- What you should do -
From the forum post on strawberry arrangements below, extract everything from "I think this" down to "by the strawberries.", word for word.

======== Passage provided

Y by centslordm, ImSh95, PROA200, Adventure10

I think this is slightly different: Let row number $i$ counted from the bottom have height $i$ . Given an arrangement $\mathcal{C}$ , we define the height of each column as the height of the row that the strawberry in that column lies in. For example, if strawberries cover the bottom left-top right diagonal, the columns read from left to right have heights $1,2,3,\dotsc,n$ respectively. If we label the columns from left to right as $1,2,3,\dotsc,n$ , we see that the allowed operation is equivalent to exchanging two columns, where the first one has lower height than the second, and such that there are no strawberries in the rectangled formed by the strawberries.

================
======== Record set

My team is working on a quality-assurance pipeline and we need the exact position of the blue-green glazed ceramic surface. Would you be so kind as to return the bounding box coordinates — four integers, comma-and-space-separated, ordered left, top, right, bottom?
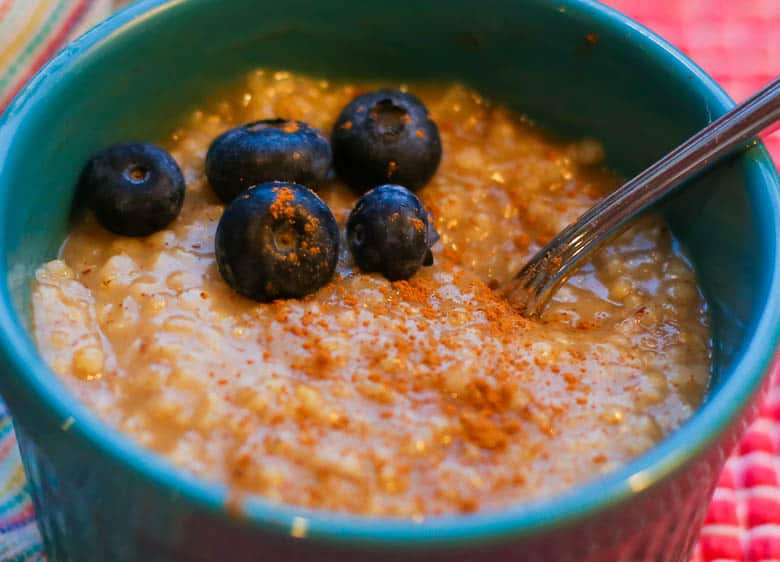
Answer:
0, 0, 780, 562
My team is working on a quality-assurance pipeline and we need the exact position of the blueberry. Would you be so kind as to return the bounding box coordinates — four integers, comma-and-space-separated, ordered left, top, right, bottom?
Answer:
332, 90, 441, 191
215, 182, 339, 301
78, 142, 184, 236
206, 119, 332, 203
347, 185, 439, 281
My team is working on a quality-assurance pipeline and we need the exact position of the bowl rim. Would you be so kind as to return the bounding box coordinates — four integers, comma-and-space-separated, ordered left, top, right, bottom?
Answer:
0, 0, 780, 548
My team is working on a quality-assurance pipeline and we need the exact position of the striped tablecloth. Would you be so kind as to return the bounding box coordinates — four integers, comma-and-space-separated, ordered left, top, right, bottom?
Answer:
0, 0, 780, 562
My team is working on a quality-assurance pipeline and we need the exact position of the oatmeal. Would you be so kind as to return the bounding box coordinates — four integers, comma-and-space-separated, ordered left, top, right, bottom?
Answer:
33, 71, 710, 517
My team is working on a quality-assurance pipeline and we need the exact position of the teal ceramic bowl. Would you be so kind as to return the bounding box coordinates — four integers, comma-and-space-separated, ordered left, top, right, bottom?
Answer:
0, 0, 780, 562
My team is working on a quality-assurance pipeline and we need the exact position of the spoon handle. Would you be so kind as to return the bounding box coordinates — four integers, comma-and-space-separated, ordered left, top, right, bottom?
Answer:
504, 78, 780, 317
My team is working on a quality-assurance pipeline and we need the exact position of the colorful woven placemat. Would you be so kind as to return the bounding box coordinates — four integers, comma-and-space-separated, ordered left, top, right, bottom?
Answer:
0, 0, 780, 562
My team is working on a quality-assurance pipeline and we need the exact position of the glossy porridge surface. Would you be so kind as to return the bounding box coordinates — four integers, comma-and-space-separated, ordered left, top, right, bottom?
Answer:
33, 71, 710, 518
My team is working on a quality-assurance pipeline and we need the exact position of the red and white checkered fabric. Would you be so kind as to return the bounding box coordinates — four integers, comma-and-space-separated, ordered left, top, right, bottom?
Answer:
605, 0, 780, 562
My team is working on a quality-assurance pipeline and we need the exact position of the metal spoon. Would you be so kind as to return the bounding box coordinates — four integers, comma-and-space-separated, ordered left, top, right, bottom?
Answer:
504, 78, 780, 318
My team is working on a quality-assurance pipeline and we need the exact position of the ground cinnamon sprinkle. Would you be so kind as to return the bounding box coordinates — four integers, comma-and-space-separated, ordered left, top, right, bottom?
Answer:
34, 72, 708, 517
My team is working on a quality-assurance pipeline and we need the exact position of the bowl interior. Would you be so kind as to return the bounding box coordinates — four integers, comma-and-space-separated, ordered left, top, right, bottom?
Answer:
0, 0, 780, 544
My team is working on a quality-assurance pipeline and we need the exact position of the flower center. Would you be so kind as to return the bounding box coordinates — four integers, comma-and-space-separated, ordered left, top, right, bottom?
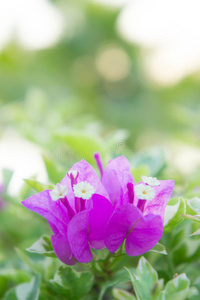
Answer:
142, 176, 160, 186
134, 183, 155, 201
73, 181, 95, 200
49, 183, 67, 201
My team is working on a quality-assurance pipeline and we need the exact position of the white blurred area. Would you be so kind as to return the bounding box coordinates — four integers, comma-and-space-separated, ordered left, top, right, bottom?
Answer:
117, 0, 200, 85
93, 0, 128, 7
0, 130, 48, 196
0, 0, 64, 51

================

- The response -
I think this is slightly different: Let row number $i$ counted from the bottom have height $i$ . Given an arrangement $\mathcal{C}$ , we define the height of each column as the height of the row that the strawberry in that column lies in. For example, if strawberries cover the bottom left-top right diagonal, the columns read from left to right have heights $1,2,3,\dotsc,n$ respectively. If we label the columns from left to right as $1,2,3,\dotsc,n$ , we see that the allowed operation is equivalent to exchanging two columns, where the first one has lower height than the second, and such that there are no strawberries in the rectangled formed by the strawberries.